- [Dataset items]:
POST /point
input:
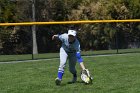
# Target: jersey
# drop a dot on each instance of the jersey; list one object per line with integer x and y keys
{"x": 68, "y": 47}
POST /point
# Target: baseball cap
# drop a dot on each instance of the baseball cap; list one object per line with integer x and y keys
{"x": 72, "y": 32}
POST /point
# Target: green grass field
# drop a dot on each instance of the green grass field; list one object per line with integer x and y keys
{"x": 112, "y": 74}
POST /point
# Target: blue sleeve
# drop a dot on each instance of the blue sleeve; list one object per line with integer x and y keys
{"x": 79, "y": 58}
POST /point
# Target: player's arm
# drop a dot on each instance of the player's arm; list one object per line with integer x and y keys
{"x": 55, "y": 36}
{"x": 80, "y": 60}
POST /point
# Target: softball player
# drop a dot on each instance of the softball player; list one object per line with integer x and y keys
{"x": 70, "y": 49}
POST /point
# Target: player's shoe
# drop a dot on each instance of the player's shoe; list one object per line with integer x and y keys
{"x": 57, "y": 81}
{"x": 73, "y": 80}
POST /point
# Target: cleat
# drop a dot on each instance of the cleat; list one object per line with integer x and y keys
{"x": 73, "y": 80}
{"x": 57, "y": 81}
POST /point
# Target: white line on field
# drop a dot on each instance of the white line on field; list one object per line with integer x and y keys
{"x": 24, "y": 61}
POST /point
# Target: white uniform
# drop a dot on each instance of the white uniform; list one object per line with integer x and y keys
{"x": 68, "y": 50}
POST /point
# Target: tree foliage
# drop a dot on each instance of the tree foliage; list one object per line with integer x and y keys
{"x": 92, "y": 36}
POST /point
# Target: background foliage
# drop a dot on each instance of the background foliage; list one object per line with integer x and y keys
{"x": 18, "y": 39}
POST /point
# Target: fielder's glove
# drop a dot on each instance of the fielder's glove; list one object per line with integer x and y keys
{"x": 86, "y": 77}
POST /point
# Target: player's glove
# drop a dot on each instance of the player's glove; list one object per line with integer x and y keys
{"x": 86, "y": 77}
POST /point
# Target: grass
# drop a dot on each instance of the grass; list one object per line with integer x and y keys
{"x": 4, "y": 58}
{"x": 112, "y": 74}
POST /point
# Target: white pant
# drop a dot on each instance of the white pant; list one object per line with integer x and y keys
{"x": 72, "y": 60}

- [Exercise instructions]: Copy the listing exactly. Any image in it stays out of the copy.

- [Exercise solution]:
POST /point
input:
# Target: jersey
# drop a dot on each instance of the jersey; list one object per line with integer x and y keys
{"x": 68, "y": 47}
POST /point
# Target: baseball cap
# drop a dot on each instance of the baseball cap; list one object per line with integer x and y keys
{"x": 72, "y": 32}
POST /point
# Target: green grass field
# drop a dot on each instance of the green grass field; list one object per line with integer x and y keys
{"x": 112, "y": 74}
POST /point
# Target: blue sleeve
# drop a dot on each instance of the blue sleeve; list one object per line with integer x and y keys
{"x": 79, "y": 58}
POST /point
# Target: player's arm
# drop a dot on each instance of the player's arm; list one object per line with integer x and y keys
{"x": 55, "y": 36}
{"x": 80, "y": 60}
POST /point
# Target: softball player
# drop a dot on each instance of the softball player; list one object per line with integer x and y keys
{"x": 70, "y": 49}
POST /point
# Target: player's shoe
# drop a dot on each instance of the player's shoe; list one object per line with integer x and y keys
{"x": 57, "y": 81}
{"x": 73, "y": 80}
POST /point
# Target: cleat
# drop a dot on each instance of the cleat; list one object per line with integer x and y keys
{"x": 73, "y": 80}
{"x": 57, "y": 81}
POST /point
# Target: white line on field
# drop a dot on each instance of the white line on field; list one object per line with integer x and y keys
{"x": 24, "y": 61}
POST /point
# Target: white uniform
# drop a dot on each instance of the white uniform; list one object per line with integer x and y keys
{"x": 68, "y": 50}
POST /point
# Target: tree foliage
# drop a dot on each instance of the tree foliage; list one object per line with integer x and y keys
{"x": 92, "y": 36}
POST /point
# Target: background foliage
# drop a dot on each instance of the background foliage; list one object per line with integer x and y keys
{"x": 18, "y": 39}
POST /point
# Target: fielder's glove
# drop a dot on each instance of the fielder's glove; list one object per line with integer x and y keys
{"x": 86, "y": 77}
POST /point
# Target: player's glove
# drop a dot on each instance of the player's glove; list one object per line with integer x and y keys
{"x": 86, "y": 77}
POST /point
# Target: grass
# drop a dot on each instance of the grass; list one object per line with integer x and y keys
{"x": 4, "y": 58}
{"x": 112, "y": 74}
POST /point
# Target: white pant
# drop a dot on each instance of the white pant; list one object per line with integer x and y keys
{"x": 72, "y": 60}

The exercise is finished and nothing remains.